— Required action —
Scan the entries below. Report each line where the string "blue" occurs.

Region pointing data
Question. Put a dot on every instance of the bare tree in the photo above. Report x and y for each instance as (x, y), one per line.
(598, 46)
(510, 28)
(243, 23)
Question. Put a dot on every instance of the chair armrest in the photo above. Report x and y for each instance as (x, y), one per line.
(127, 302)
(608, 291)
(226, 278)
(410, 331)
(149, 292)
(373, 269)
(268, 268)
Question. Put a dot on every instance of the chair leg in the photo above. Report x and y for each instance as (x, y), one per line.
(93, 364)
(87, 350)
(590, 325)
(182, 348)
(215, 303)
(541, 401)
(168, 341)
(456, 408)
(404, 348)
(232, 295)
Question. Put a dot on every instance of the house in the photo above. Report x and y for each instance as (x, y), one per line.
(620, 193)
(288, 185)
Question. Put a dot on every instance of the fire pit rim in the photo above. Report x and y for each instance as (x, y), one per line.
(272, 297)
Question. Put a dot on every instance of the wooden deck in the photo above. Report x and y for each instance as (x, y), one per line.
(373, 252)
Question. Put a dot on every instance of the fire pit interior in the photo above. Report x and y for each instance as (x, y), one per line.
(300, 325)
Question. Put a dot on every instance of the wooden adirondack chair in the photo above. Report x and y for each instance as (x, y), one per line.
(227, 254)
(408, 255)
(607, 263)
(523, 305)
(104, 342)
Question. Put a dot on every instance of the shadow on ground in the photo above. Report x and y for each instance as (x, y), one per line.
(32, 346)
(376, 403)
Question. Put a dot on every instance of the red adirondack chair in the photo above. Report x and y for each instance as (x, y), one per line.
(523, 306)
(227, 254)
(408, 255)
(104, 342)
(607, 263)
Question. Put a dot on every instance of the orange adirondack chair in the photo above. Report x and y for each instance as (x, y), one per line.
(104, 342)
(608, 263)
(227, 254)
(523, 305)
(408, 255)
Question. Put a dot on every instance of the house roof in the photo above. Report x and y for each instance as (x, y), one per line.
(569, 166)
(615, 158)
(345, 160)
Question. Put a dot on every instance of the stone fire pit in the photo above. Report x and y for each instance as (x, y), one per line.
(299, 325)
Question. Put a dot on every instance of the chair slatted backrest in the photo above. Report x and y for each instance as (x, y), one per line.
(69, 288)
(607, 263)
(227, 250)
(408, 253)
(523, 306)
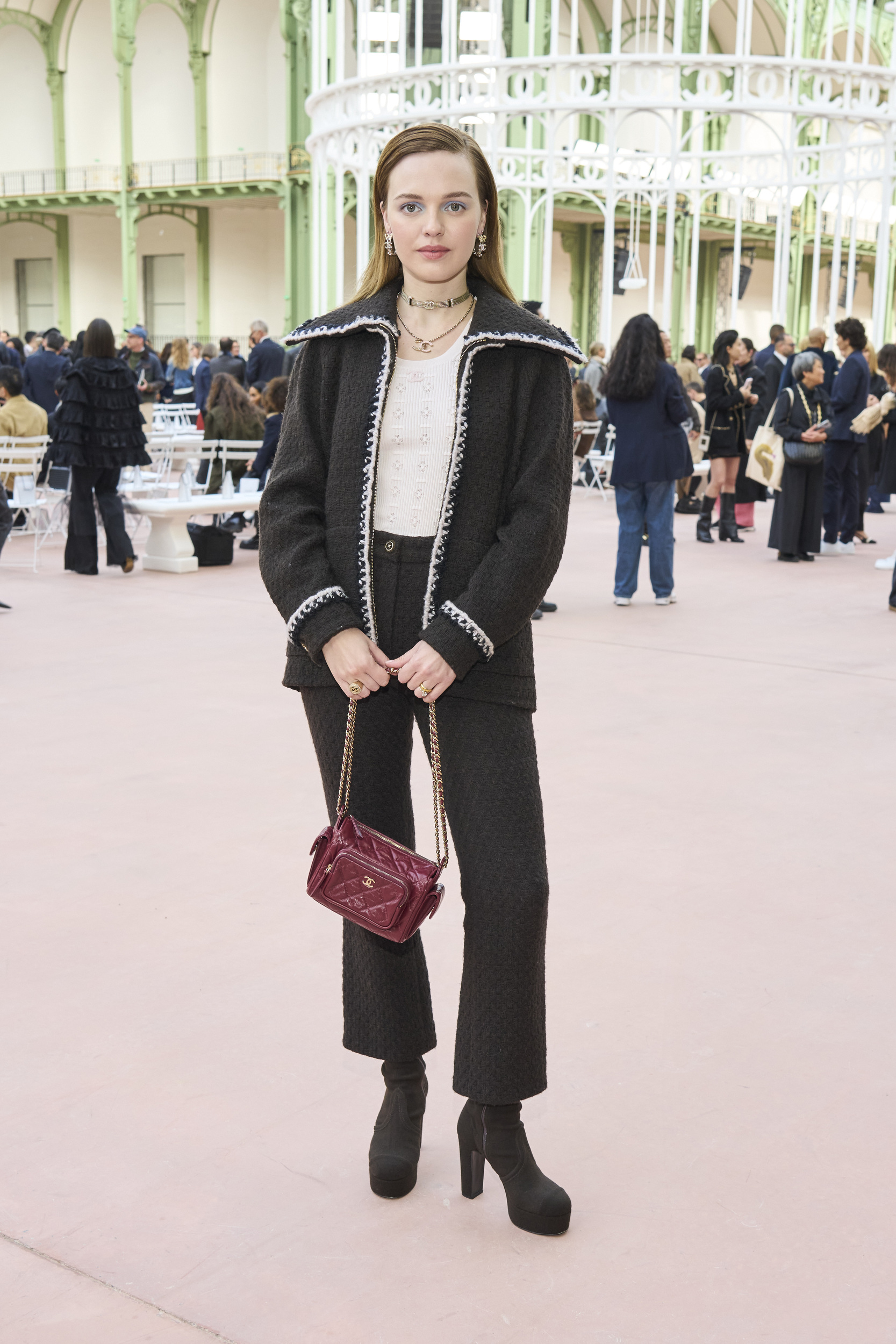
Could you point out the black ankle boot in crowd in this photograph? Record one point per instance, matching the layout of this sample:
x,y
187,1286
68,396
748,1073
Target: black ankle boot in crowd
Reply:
x,y
535,1203
396,1147
727,526
706,518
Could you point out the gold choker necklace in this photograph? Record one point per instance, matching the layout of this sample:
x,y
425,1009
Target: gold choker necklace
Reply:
x,y
434,303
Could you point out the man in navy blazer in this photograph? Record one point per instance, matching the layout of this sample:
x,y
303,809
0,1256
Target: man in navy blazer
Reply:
x,y
44,371
817,338
267,358
848,398
762,356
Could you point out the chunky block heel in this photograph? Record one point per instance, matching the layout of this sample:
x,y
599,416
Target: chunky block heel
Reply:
x,y
535,1203
472,1160
396,1148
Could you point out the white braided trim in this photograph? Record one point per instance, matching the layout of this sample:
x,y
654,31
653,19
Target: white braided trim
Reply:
x,y
302,334
302,613
367,494
469,627
566,347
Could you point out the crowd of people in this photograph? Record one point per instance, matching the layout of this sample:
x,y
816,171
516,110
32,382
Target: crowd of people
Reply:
x,y
828,410
666,417
96,402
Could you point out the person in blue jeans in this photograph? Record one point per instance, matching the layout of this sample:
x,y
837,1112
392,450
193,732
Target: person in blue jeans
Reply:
x,y
652,416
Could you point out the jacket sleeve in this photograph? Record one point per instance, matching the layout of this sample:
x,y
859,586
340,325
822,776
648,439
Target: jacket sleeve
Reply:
x,y
845,389
293,558
515,573
716,397
679,408
781,421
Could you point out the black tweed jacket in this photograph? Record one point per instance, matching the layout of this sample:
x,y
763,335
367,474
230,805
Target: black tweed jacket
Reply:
x,y
504,514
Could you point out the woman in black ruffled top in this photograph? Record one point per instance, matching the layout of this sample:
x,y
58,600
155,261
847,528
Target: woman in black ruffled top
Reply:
x,y
98,429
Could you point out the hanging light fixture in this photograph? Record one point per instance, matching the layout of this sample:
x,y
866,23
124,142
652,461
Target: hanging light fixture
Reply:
x,y
633,277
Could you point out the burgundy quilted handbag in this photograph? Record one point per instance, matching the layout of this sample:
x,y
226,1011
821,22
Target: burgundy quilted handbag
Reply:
x,y
369,878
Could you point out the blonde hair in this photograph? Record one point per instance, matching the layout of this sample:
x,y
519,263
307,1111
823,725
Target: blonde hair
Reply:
x,y
431,139
181,353
871,355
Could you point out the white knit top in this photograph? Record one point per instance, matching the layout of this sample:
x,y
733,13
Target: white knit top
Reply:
x,y
415,444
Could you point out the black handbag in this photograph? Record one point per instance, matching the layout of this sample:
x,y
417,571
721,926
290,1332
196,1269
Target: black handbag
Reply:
x,y
211,545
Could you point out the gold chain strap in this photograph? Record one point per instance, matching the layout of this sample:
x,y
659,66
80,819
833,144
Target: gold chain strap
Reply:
x,y
439,789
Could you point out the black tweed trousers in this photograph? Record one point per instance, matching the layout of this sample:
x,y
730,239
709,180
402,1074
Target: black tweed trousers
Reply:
x,y
493,804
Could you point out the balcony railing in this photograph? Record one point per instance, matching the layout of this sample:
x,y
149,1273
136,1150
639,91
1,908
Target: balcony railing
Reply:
x,y
55,182
216,170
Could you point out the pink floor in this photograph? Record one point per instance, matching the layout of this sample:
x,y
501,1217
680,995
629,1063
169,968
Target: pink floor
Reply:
x,y
183,1140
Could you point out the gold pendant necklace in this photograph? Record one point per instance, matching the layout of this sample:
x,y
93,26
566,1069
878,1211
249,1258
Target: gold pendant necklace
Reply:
x,y
434,303
424,346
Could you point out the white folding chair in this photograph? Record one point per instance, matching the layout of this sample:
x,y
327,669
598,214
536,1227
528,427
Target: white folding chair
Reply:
x,y
20,463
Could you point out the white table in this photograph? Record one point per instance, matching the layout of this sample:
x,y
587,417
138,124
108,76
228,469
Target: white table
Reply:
x,y
168,545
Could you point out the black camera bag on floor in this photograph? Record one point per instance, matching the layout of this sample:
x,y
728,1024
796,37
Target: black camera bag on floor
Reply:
x,y
211,545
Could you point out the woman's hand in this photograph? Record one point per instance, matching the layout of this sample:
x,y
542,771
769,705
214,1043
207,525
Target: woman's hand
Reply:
x,y
355,659
422,666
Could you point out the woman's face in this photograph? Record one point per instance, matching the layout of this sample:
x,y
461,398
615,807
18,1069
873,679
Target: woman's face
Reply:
x,y
814,375
434,216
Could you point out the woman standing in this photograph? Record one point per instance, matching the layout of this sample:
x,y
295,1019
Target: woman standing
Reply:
x,y
725,406
179,375
413,520
795,520
98,429
871,453
652,416
230,414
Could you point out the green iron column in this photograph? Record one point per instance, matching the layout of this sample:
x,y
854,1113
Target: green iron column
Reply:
x,y
203,319
296,199
63,284
124,15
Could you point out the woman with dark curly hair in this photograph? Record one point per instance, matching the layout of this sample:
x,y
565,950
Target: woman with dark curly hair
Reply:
x,y
98,429
650,413
727,398
230,414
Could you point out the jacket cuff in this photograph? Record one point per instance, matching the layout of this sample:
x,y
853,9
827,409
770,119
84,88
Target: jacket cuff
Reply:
x,y
319,619
458,639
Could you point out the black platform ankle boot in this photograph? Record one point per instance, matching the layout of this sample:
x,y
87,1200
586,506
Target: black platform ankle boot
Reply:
x,y
727,526
704,520
396,1147
535,1203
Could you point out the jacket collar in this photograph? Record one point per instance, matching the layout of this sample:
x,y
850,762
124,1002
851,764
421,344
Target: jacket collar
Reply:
x,y
494,319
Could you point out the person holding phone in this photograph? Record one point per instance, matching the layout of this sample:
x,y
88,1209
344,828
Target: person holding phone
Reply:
x,y
727,401
801,416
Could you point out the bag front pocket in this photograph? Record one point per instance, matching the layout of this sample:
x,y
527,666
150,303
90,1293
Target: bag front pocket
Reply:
x,y
363,891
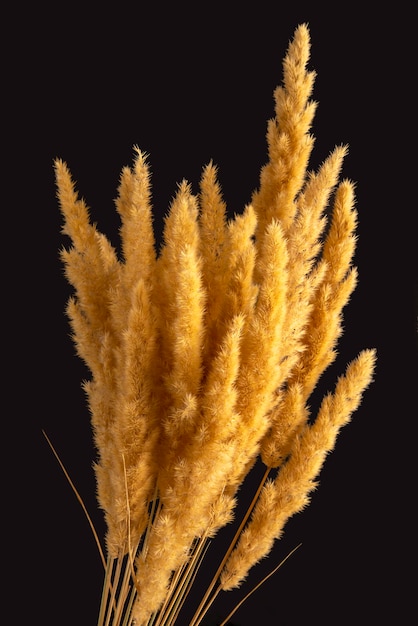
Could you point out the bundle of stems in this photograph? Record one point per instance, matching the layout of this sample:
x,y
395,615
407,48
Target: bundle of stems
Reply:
x,y
203,355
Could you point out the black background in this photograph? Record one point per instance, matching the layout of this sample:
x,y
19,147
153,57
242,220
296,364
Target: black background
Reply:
x,y
188,85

— Answer for this exercise —
Could you point out the person in blue jeans in this photograph? Record one point per instance, matching the layout of this sample:
Target: person in blue jeans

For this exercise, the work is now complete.